» **Given exercise**: Reproduce the data verbatim from its first line through the line containing "[239,252,259,257]", including that line.

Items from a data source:
※ ※ ※
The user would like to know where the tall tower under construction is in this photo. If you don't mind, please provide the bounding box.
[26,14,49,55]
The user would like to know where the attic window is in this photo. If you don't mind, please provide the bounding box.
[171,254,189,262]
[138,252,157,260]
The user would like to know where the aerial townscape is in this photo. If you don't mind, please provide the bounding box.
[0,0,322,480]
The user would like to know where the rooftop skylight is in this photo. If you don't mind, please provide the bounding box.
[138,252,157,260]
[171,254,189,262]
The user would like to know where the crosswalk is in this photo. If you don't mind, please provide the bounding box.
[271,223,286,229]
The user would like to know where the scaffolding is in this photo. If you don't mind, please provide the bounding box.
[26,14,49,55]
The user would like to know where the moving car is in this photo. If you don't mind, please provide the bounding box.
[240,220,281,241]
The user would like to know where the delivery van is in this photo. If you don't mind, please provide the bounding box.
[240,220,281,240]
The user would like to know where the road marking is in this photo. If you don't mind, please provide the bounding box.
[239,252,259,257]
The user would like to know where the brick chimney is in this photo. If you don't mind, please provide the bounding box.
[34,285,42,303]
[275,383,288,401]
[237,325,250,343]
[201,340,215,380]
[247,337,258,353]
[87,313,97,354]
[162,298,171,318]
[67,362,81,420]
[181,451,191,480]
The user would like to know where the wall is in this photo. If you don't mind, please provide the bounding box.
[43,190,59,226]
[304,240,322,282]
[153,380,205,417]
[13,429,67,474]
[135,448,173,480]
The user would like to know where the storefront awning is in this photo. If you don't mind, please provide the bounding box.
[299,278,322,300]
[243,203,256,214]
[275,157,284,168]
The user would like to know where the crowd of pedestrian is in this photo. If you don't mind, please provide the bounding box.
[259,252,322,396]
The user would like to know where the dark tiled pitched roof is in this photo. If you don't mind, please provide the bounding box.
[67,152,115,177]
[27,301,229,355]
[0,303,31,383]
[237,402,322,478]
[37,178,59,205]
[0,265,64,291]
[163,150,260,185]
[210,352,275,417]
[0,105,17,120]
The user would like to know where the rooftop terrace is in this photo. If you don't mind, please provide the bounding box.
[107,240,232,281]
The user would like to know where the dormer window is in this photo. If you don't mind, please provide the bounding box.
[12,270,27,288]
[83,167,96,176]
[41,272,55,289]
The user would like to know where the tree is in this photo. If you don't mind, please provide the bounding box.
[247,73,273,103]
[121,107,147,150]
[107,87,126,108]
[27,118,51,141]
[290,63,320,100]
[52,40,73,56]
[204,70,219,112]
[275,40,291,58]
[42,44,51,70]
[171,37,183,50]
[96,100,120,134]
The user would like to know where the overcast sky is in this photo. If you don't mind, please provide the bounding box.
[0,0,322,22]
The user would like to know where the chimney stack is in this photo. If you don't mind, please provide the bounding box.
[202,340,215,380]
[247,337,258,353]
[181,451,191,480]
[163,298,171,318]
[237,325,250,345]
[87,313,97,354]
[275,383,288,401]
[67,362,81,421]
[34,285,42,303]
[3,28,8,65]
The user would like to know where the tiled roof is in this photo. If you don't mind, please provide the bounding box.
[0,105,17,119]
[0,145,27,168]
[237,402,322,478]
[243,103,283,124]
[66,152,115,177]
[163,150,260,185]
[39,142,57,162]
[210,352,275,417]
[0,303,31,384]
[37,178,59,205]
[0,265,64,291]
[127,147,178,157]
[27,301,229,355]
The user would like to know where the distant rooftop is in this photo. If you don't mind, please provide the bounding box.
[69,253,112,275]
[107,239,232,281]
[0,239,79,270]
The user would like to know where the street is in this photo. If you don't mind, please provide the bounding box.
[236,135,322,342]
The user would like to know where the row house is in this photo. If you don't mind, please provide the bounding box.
※ ※ ※
» **Exercise result**:
The user would like to know where the tall tower under construction is in this photo. If you don't mind, please provide the bounding box.
[26,14,49,55]
The user would like to know where the attic window is in this photo. If you don't mind, please provide the bounding box.
[171,254,189,262]
[138,252,157,260]
The user would like to know where the aerial townscape is in this photo. If you don't mind, please provide the bounding box.
[0,0,322,480]
The user would like to know where the rooftop skylight is in this photo. If you don't mind, please provide the bounding box.
[138,252,157,260]
[171,254,189,262]
The user would like to know where the crosswalk is in this photo. If you don't mind, please provide the bounding box.
[271,223,286,229]
The user would like to know where the scaffolding is in this photo. If you don't mind, please provide the bounding box.
[26,14,49,55]
The user would like to know where the moving car is in this photo. If you don't mind, please provide the bounding box.
[240,220,281,241]
The user would like to know where the delivery van is in this photo. If you don't mind, please provide the bounding box.
[240,220,281,240]
The user would like to know where the road marking is in this photo. If you don't mind, please provide the bounding box.
[239,252,259,257]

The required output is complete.